**Written request 1**
Answer these questions using the article about Pitt and the ACC lawsuits:
(a) How many ACC football titles has Clemson won since 2011?
(b) In which month did Clemson bring litigation against the ACC?
(c) About how much TV revenue did each Big Ten member get in the 2022-23 season?
**Written request 2**
Translate this sentence from the article about Pitt and the ACC lawsuits into Spanish: "In short, the end to this ongoing litigation is not near."

**Document passage**
_ _ _ _ _

CHARLOTTE, N.C. – Pitt has at least one thing in common with Clemson and Florida State.
At ACC Kickoff at the Hilton in Uptown Charlotte last week, you could see it in what Pat Narduzzi was wearing on one of his fingers: a conference championship ring.
Since 2011, Clemson has won eight ACC football titles, Florida State has captured four, and Pitt has one. No other ACC program has won the conference title in that time, and only three others – Wake Forest, Virginia Tech and Georgia Tech – won it before then (the game began in 2005). And the only active head coaches in the conference with ACC championships are Dabo Swinney, Mike Norvell and Pat Narduzzi.
And that’s about where the similarities between the three football programs end.
The Panthers, unlike the Tigers and the Seminoles, aren’t suing the conference in courts in South Carolina and Florida to try and find a way to break the grant-of-rights and get out of the league. Florida State sued the ACC back in December and Clemson brought forth litigation in March. The ACC responded to both schools with countersuits.
Speaking to a crowded room of reporters, conference staff and supporters last week, ACC commissioner Jim Phillips called the lawsuits, “damaging, disruptive and incredibly harmful to the league.” But he also vowed that the ACC will not roll over for Clemson and Florida State, saying, “We will fight to protect the ACC and our members for as long as it takes.”
In short, the end to this ongoing litigation is not near.
But Narduzzi says those lawsuits haven’t impacted his program all that much. The Panthers’ focus is on the field – not what’s happening in courtrooms in the south.
“I feel bad for the commissioner. He’s got a hard job. He’s a tremendous ambassador for the Atlantic Coast Conference,” Narduzzi said. “It’s probably been distracting for him, but not distracting for me.”
On recent Zoom calls between ACC football coaches, Narduzzi said that Swinney and Norvell “act like everything is the same.”
“I don’t sit in that commissioner’s office, so he can call it the way he wants to call it. I don’t see any distractions on my end. I don’t think the coaches see it as a distraction,” Narduzzi added. “We’re playing football. Season’s opening up in a month, and I’m fired up.”
At the root of Clemson and Florida State’s displeasure with the ACC is the feeling that they are falling behind programs in the SEC and Big Ten in an arms race for resources that is driven by TV revenue from the contracts those two conferences negotiated with big networks. In the 2022-23 season, while ACC member schools made about $44.8 million each in TV revenue, SEC schools made about $51.3 million, while Big Ten members got $60.3 million.

_ _ _ _ _

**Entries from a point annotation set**
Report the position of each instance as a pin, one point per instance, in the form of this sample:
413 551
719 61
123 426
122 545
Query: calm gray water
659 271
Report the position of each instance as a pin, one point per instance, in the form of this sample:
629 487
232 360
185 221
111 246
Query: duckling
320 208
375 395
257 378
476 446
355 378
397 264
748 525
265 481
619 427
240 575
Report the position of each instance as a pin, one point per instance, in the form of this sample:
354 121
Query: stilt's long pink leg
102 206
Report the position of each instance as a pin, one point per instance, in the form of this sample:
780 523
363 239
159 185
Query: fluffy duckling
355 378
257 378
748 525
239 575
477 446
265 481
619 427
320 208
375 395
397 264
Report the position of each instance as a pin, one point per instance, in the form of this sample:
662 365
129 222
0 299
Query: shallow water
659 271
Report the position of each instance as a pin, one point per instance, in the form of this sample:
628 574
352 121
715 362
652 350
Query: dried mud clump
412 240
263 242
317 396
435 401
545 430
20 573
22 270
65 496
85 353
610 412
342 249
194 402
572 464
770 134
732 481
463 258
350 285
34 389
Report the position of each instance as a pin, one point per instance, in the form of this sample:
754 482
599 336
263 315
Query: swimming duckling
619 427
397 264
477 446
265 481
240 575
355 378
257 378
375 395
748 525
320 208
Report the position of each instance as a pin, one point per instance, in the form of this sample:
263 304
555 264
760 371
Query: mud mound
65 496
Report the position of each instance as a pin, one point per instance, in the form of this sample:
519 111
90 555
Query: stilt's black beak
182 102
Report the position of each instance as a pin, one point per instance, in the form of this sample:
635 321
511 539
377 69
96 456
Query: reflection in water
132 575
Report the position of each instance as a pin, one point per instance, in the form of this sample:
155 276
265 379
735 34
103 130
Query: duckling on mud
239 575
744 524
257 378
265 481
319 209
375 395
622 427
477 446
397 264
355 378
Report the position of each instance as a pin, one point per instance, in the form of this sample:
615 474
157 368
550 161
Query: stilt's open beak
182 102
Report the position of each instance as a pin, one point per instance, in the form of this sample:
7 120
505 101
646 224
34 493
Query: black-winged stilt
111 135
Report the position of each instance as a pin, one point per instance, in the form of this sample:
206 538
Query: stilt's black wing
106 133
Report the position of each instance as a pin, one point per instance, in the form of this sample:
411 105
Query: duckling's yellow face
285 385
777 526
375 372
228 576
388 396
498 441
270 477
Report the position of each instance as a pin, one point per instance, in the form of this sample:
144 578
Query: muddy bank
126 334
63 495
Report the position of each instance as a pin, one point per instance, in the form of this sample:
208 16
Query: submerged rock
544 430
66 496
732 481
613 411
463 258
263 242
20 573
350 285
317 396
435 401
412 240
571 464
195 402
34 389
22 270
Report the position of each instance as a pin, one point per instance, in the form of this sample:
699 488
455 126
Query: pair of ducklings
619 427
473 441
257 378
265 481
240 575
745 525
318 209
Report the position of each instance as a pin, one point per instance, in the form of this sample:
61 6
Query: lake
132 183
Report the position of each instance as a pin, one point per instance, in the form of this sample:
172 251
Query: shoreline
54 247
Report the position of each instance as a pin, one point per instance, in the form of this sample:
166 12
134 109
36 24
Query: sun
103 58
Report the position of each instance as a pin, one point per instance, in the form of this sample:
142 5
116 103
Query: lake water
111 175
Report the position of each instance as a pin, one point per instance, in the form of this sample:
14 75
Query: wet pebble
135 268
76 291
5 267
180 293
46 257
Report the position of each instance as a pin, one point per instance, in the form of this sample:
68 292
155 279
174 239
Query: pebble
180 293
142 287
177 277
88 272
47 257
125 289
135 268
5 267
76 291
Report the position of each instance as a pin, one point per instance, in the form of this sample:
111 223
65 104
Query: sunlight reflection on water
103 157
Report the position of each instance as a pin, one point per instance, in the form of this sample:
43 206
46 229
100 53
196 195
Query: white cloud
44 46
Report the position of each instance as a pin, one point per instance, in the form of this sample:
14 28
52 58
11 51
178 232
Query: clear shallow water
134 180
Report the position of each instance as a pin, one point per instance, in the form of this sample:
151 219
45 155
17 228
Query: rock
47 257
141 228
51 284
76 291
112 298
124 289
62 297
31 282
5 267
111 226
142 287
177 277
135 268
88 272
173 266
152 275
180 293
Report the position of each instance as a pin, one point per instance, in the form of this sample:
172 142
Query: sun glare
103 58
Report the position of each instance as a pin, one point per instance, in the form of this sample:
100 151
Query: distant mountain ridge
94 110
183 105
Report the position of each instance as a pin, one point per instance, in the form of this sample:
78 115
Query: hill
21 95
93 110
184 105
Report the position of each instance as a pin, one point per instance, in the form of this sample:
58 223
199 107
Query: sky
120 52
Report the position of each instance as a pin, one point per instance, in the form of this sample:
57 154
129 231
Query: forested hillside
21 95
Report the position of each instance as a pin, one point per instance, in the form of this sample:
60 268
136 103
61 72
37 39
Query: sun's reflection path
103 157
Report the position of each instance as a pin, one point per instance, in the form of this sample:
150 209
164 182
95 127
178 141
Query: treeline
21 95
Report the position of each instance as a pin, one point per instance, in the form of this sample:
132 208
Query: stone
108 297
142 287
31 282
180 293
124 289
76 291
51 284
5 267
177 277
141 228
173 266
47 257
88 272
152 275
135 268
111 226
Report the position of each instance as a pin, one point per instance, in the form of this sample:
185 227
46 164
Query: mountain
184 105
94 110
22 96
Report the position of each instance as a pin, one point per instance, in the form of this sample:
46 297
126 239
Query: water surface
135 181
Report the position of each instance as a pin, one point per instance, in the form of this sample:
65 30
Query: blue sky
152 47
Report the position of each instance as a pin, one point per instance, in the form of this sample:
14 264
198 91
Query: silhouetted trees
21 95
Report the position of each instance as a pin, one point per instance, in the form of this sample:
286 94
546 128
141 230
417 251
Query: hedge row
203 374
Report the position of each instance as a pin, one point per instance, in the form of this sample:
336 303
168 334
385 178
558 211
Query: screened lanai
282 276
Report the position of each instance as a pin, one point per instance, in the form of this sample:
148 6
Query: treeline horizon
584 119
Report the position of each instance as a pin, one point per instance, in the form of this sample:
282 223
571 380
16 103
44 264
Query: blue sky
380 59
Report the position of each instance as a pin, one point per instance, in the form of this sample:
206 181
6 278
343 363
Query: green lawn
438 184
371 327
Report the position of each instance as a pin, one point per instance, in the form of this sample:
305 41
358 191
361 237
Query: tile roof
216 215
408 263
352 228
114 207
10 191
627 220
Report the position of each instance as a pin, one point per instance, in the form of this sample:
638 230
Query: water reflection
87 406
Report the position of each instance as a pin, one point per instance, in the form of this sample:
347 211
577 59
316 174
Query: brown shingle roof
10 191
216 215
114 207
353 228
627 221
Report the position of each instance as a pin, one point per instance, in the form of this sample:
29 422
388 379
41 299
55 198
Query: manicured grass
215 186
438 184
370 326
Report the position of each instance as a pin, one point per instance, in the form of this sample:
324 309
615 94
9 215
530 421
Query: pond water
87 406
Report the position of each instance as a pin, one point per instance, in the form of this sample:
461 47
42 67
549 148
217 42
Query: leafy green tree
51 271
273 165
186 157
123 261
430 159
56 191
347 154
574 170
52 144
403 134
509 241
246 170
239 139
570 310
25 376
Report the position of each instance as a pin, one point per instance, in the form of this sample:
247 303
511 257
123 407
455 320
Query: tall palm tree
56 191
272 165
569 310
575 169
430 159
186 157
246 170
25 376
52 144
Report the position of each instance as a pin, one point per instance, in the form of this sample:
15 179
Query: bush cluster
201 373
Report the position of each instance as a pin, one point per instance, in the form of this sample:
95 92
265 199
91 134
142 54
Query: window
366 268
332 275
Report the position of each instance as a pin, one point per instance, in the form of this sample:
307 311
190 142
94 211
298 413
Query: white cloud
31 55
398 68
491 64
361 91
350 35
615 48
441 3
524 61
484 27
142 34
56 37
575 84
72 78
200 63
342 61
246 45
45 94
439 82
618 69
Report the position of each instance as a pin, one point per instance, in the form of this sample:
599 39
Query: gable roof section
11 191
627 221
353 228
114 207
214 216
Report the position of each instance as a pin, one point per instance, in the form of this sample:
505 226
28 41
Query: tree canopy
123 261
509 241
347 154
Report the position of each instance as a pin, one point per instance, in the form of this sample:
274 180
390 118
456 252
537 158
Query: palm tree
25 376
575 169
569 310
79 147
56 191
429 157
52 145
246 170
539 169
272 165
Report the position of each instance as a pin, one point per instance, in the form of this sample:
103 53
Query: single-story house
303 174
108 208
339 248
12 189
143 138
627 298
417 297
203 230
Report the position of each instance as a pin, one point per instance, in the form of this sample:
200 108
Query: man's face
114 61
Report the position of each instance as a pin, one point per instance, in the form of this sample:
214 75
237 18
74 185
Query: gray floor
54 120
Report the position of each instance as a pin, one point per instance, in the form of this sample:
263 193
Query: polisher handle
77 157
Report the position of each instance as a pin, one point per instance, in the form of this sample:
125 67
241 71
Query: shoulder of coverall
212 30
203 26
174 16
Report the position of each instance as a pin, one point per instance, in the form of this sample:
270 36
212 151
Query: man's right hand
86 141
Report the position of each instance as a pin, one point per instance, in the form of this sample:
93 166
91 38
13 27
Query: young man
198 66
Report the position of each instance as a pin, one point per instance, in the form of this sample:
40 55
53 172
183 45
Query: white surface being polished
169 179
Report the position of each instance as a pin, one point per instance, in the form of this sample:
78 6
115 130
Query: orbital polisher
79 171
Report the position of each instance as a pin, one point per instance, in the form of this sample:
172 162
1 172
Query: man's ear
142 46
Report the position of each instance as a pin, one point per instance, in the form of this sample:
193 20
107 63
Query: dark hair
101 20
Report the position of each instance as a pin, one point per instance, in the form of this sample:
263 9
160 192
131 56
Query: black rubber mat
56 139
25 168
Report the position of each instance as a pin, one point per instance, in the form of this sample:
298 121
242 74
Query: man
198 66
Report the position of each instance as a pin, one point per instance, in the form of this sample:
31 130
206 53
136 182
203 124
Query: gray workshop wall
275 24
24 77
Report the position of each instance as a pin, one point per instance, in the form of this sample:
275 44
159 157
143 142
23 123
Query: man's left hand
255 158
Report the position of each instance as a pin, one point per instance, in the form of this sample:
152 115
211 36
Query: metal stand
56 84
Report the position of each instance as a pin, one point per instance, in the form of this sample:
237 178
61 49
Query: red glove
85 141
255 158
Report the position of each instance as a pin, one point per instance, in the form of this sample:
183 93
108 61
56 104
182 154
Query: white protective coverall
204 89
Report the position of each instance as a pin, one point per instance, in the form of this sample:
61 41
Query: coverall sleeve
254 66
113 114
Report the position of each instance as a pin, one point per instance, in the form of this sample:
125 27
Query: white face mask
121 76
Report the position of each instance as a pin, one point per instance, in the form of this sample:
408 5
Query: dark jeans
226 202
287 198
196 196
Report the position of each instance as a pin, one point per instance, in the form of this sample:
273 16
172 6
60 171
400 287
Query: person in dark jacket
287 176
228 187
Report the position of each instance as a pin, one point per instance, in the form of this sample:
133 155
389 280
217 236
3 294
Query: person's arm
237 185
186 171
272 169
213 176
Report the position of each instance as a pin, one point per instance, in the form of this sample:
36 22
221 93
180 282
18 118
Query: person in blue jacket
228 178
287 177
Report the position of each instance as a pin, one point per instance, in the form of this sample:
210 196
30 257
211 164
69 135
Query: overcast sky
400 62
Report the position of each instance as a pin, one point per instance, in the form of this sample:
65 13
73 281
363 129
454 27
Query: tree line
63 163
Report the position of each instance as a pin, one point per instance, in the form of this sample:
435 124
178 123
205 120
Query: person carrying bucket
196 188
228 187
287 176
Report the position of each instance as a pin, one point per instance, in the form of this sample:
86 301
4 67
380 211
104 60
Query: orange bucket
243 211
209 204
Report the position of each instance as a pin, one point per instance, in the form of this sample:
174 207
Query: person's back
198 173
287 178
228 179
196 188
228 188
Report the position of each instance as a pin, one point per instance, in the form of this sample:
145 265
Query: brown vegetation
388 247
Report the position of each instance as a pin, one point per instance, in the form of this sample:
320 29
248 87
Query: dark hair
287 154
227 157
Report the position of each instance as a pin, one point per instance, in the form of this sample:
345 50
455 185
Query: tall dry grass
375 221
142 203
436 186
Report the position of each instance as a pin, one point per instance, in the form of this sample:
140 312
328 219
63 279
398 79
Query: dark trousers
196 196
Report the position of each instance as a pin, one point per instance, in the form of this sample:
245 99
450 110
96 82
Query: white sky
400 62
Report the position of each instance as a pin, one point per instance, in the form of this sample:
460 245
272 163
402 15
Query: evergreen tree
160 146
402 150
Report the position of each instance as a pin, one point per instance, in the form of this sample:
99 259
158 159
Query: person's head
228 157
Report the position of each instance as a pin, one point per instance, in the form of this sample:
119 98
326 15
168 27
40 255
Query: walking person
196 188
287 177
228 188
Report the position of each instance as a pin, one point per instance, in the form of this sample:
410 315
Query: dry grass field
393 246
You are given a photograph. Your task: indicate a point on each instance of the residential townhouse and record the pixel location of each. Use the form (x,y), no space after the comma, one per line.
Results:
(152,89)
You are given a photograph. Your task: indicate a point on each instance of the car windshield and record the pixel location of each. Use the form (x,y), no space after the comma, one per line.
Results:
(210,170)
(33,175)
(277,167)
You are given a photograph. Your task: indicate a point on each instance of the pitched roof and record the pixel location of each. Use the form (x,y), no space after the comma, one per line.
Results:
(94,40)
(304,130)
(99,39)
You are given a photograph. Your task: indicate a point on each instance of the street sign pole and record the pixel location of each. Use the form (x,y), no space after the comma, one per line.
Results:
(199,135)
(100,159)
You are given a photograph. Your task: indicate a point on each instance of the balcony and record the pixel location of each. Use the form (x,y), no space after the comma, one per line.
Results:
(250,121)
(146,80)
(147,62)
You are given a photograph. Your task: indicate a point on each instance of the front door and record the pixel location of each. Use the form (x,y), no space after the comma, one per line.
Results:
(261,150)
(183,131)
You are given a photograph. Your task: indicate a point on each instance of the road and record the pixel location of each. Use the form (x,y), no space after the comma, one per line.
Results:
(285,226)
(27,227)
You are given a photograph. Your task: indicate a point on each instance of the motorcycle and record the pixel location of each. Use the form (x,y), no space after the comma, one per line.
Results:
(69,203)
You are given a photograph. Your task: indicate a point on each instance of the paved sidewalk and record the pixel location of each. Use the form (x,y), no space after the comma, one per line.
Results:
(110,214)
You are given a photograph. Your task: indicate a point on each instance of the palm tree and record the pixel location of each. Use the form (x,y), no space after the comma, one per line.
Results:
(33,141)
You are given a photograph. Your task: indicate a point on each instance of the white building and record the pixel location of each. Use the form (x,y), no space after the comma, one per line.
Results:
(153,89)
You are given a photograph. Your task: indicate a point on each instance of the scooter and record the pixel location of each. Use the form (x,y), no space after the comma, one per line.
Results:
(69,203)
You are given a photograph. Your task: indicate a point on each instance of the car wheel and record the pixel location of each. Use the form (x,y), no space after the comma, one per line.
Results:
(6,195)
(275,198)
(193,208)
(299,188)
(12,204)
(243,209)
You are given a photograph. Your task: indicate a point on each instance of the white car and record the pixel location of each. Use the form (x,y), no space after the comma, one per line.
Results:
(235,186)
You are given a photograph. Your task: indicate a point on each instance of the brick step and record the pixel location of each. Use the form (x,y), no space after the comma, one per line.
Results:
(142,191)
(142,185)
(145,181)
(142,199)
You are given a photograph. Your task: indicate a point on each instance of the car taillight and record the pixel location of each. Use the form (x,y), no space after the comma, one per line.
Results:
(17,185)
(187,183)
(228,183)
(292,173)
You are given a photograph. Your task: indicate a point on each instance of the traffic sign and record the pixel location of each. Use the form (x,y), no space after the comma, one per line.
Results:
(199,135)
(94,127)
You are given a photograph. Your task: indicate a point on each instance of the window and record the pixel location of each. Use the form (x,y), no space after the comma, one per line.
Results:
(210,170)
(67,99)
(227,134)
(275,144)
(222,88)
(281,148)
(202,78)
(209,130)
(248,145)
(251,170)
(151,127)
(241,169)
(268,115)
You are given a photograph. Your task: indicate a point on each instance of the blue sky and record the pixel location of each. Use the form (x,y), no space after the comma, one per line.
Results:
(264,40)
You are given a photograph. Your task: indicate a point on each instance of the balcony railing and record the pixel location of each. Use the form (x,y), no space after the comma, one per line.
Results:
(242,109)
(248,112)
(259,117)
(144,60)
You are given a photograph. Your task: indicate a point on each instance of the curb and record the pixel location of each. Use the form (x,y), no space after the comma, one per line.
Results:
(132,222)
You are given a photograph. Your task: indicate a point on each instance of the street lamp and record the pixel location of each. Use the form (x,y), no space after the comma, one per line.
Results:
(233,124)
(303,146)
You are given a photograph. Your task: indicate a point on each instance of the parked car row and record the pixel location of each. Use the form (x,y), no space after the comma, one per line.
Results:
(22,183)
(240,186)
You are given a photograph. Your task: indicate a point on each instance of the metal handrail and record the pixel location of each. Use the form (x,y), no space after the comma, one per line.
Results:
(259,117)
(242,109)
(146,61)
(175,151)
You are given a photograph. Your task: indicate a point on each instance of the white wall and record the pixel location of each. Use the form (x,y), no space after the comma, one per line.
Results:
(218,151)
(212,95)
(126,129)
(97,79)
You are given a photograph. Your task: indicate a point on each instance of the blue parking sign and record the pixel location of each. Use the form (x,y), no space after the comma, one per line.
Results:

_ _ _ _ _

**Response 1**
(a) Eight
(b) March
(c) About $60.3 million

**Response 2**
En resumen, el final de este litigio en curso no está cerca.